= Description of the task =
Please copy out the material below, swapping every "Can you spot" for "Can you find" and changing nothing else. Leave the pictures out.
===== Supplied data
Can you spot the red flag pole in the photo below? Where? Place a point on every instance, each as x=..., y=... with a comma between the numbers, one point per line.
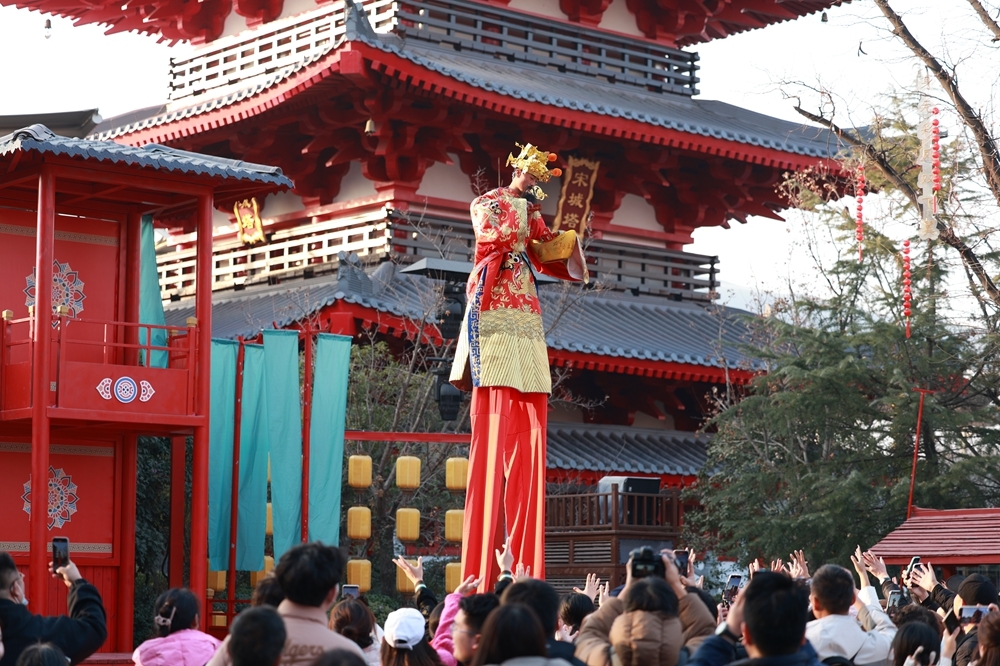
x=916, y=449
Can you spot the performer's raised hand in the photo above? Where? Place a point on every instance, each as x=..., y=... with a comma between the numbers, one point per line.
x=414, y=573
x=591, y=588
x=603, y=593
x=505, y=558
x=468, y=586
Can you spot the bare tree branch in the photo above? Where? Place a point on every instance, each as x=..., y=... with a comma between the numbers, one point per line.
x=972, y=119
x=987, y=20
x=948, y=235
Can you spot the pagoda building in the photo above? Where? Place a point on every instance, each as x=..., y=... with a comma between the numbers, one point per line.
x=391, y=116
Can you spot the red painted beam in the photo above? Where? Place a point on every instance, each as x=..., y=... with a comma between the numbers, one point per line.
x=426, y=437
x=648, y=368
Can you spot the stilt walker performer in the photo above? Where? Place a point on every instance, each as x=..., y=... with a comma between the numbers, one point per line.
x=501, y=356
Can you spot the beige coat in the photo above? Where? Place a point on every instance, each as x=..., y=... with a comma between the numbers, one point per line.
x=610, y=637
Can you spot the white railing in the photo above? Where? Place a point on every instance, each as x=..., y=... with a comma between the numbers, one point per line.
x=289, y=253
x=230, y=63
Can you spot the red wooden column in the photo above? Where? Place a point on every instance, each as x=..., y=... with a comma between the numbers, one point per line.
x=126, y=569
x=38, y=582
x=178, y=463
x=132, y=256
x=199, y=490
x=234, y=503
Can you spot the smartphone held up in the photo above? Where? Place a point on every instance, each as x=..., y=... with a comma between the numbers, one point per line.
x=60, y=552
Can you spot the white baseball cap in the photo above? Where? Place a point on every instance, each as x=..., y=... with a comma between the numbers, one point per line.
x=404, y=628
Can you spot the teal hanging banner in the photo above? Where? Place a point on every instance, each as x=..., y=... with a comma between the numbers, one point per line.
x=220, y=451
x=150, y=304
x=326, y=436
x=284, y=427
x=252, y=519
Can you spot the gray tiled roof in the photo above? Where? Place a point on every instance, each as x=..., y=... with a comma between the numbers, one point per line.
x=617, y=325
x=520, y=81
x=619, y=449
x=39, y=138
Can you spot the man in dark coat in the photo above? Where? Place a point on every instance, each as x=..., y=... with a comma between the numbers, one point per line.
==========
= Expected output =
Can you find the red flag pole in the photo below? Where? Place a point on every instance, each as x=..., y=... with a comma between the numbers, one point per line.
x=916, y=449
Can you find the performer's raised hand in the photo above? Where? Place a point on every instance, each as x=..., y=... with a comma between the numbers, one point per line.
x=414, y=573
x=591, y=588
x=603, y=593
x=505, y=558
x=468, y=586
Can you find the bare tree branch in the photo above? Where? Place a point on every instance, each as x=..., y=... with a comma between the numbers, one point per line.
x=972, y=119
x=987, y=20
x=948, y=235
Can you find the pagoda building in the photo above? Where? Place a point on every instance, each as x=..., y=... with a comma between the numbers, one point per line.
x=391, y=116
Can you find the red painted beam in the photo above? Where? Place a point on every instance, each as x=..., y=... with a comma between the numbers, one point per line.
x=426, y=437
x=648, y=368
Can you find the stilt walker performer in the photo above? Where? Place a point on every instance, each as x=..., y=... with a comma between the numbers, one point per line.
x=501, y=356
Can you find the beige coat in the photo above? Where? Place a point on every instance, each as x=..., y=... with a comma between the numbers, one point per line.
x=610, y=637
Can you find the white railing in the photo above? Where? Place a point on every instance, each as x=..., y=... with a comma between the numbers, one point per line.
x=289, y=253
x=230, y=63
Can you find the red wooden column in the photo above? Where? Place a point on every instance, each as x=..., y=... with a comma between the numbers, one point per line.
x=126, y=569
x=38, y=582
x=178, y=463
x=132, y=256
x=199, y=490
x=234, y=503
Can you find the smartphone held up in the photo above? Where? Place a point on every instance, each as x=..., y=... with a comma between the numbers, one point per line.
x=60, y=552
Can you find the white baseball cap in the photo above? Where? Place a point on every instance, each as x=..., y=... with a comma between the numbers, one point per line.
x=404, y=628
Can you find the teal hanging banner in the photo above? Where? Place a point on every instance, each as x=..., y=... with a comma between the numbers, one point per line.
x=220, y=451
x=150, y=304
x=326, y=436
x=284, y=427
x=252, y=519
Can you find the gray tiled roof in the photo above? Where? Place a point on every instance, each as x=..., y=... with a comma between the numbers, one point per line.
x=617, y=325
x=520, y=81
x=619, y=449
x=39, y=138
Can you find the man in dark coat in the photo above? Where? Place a point on every instance, each as x=..., y=... with a comma between the numbers, one point per line.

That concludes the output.